(Extracted records)
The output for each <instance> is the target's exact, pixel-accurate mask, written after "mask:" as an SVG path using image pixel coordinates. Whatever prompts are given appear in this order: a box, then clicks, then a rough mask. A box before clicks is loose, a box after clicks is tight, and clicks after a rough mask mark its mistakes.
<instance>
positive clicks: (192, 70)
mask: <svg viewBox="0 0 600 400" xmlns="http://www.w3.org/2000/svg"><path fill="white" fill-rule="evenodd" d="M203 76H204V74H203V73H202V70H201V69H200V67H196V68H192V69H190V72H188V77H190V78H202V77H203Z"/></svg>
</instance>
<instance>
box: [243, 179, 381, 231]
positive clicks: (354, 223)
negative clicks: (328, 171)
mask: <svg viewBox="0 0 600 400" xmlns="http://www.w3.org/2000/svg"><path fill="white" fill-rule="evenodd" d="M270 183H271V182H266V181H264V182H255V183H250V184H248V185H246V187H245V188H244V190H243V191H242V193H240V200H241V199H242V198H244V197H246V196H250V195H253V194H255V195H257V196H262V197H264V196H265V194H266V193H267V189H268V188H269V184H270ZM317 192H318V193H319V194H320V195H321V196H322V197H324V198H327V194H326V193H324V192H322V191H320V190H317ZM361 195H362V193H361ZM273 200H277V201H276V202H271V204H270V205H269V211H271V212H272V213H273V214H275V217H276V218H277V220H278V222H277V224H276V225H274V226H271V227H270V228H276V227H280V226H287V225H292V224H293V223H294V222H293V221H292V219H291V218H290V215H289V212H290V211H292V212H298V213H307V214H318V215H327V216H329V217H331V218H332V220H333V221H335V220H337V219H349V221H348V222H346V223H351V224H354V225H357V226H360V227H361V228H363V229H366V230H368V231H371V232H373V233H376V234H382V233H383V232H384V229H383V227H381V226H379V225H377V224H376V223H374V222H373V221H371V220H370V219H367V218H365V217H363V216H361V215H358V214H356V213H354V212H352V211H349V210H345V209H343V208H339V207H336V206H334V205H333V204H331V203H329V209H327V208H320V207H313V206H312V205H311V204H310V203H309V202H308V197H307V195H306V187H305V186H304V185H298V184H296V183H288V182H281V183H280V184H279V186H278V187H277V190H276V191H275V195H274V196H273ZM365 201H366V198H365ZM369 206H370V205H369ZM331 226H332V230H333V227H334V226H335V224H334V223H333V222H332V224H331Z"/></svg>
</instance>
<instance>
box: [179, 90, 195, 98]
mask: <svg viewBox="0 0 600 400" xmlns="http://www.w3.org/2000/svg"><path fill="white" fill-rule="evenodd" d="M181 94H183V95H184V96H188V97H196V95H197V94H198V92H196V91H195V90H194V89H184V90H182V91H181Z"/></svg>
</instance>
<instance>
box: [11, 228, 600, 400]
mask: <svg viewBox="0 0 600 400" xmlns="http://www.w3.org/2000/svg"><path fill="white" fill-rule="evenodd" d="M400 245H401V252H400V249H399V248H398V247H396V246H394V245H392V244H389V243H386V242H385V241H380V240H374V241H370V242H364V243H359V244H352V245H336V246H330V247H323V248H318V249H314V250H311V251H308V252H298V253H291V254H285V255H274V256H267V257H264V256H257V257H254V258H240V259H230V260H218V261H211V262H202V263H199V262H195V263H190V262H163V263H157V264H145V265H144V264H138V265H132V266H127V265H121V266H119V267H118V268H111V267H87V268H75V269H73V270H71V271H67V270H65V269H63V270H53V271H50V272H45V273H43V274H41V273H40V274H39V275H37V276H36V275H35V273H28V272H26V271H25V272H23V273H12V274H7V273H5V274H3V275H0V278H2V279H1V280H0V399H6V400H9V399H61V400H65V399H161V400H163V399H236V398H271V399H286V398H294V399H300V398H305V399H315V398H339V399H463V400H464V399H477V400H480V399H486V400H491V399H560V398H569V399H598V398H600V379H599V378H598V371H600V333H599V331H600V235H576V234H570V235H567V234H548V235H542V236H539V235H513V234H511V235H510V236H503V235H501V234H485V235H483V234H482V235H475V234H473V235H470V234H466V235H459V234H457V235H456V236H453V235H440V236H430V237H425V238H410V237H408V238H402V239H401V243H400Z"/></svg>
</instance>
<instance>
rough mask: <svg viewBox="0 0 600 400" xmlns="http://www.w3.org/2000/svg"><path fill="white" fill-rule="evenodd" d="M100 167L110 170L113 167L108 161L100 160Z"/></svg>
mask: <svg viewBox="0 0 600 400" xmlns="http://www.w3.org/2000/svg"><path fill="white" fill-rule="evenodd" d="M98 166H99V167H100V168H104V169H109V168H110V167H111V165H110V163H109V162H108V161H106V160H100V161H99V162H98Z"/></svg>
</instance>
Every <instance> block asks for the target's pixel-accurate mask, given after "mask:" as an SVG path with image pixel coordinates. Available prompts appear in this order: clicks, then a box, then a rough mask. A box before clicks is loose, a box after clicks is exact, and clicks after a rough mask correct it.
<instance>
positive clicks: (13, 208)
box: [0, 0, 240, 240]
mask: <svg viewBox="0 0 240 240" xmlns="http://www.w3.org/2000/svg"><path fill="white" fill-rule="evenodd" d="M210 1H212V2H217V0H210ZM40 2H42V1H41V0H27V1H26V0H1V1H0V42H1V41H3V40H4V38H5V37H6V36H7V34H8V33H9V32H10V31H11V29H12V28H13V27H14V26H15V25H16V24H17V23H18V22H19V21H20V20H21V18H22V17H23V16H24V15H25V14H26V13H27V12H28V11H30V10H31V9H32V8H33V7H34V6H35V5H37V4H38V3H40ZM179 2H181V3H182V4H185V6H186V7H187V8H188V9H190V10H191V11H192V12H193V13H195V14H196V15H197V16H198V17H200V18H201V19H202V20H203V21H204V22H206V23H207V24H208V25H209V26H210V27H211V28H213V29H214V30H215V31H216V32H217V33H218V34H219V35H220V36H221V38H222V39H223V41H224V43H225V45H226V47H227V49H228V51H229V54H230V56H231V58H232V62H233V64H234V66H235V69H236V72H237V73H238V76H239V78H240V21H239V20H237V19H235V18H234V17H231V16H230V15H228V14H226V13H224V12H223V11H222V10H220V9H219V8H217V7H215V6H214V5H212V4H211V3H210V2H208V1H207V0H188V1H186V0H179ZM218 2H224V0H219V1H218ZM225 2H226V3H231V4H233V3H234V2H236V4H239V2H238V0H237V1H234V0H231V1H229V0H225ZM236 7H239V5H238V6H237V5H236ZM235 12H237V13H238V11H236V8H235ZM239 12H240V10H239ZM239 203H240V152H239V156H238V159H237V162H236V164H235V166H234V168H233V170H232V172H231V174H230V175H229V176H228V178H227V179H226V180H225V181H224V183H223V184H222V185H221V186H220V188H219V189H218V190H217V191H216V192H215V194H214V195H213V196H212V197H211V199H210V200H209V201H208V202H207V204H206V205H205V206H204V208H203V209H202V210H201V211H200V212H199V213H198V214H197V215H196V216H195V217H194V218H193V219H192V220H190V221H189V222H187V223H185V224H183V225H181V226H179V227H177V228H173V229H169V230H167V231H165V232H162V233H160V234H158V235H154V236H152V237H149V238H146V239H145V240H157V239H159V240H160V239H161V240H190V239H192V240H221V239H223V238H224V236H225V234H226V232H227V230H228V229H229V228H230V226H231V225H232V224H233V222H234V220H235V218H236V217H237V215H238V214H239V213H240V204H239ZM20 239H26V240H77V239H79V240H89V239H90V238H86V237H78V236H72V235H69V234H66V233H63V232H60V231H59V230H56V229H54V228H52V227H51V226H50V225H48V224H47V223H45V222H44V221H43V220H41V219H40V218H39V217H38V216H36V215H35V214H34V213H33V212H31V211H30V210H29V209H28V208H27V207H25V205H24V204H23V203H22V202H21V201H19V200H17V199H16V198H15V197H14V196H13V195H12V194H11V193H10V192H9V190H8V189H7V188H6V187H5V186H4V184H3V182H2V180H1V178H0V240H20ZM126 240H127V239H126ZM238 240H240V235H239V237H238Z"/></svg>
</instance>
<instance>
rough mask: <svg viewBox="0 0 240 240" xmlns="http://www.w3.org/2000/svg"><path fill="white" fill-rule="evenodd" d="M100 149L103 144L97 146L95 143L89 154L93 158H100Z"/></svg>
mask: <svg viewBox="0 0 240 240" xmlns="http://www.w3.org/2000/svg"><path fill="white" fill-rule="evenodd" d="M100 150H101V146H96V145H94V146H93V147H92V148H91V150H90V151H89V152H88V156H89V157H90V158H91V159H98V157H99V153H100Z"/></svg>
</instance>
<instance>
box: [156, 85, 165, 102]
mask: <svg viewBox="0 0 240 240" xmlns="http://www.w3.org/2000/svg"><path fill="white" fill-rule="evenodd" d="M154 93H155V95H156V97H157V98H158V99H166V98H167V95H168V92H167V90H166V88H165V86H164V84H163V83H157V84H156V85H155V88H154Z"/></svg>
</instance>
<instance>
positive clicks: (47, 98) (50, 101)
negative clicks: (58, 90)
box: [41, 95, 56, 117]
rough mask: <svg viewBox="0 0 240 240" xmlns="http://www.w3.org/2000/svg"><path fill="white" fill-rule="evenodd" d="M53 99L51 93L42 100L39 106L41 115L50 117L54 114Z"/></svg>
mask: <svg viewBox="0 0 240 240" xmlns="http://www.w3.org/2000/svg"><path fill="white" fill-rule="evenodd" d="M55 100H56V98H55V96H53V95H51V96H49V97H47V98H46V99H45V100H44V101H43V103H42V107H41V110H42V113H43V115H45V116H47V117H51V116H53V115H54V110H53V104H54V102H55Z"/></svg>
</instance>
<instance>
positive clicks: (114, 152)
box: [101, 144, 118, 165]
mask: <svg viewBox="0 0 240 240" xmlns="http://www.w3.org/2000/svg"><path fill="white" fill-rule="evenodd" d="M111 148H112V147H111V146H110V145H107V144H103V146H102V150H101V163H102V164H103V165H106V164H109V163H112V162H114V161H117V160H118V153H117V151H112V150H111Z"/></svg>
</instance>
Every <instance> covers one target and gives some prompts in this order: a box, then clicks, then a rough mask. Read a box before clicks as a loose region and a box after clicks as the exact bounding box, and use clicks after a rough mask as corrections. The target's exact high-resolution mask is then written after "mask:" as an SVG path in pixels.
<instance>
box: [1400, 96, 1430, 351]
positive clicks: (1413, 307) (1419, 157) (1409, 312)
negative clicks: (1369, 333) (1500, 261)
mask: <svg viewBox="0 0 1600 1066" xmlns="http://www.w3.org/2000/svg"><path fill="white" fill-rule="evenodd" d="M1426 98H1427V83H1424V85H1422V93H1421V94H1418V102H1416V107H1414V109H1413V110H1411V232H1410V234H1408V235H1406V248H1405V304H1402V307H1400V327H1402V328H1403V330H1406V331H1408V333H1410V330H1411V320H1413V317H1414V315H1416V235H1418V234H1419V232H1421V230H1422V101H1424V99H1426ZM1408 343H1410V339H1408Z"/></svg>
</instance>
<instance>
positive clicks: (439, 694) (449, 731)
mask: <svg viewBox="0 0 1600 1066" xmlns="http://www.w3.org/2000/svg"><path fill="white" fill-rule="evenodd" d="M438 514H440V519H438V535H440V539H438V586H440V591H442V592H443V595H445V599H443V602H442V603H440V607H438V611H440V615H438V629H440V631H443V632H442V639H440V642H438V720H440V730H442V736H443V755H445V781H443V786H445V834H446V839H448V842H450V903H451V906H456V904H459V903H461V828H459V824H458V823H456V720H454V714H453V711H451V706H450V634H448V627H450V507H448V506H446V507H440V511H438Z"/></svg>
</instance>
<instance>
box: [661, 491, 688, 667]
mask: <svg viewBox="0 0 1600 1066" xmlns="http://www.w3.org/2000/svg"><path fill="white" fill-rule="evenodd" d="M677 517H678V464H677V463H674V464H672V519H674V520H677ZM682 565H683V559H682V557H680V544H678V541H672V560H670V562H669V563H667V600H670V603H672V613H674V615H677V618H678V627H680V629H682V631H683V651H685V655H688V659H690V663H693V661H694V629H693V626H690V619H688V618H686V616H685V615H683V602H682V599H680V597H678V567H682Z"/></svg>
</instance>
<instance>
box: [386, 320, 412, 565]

## Work instruction
From the records above, copy each line where the word "order" can be found.

## Result for this exercise
The output for each <instance> is the target's exact, pixel-accurate mask, written after "mask:" as an SVG path using image pixel coordinates. Whatever prompts are given appear in this order: a box, then clicks, then a rough mask. A box before clicks is loose, a box after clicks is tight, and clicks after a rough mask mark its mistakes.
Every <instance> block asks for the target's pixel-accurate mask, given after "mask:" as an SVG path with image pixel coordinates. Available prompts appear in this order: clicks, then a box, then a rough mask. A box before clicks is loose, a box after clicks is exact, and clicks after a rough mask correct it.
Every <instance> covers one target and gives some prompts in this order: a box, then clicks, then a rough mask. Read a box before clicks as a loose region and a box after clicks as the exact bounding box, and use clicks after a rough mask as corrections. The target's exact high-resolution mask is then written after "mask:" as an SVG path in pixels.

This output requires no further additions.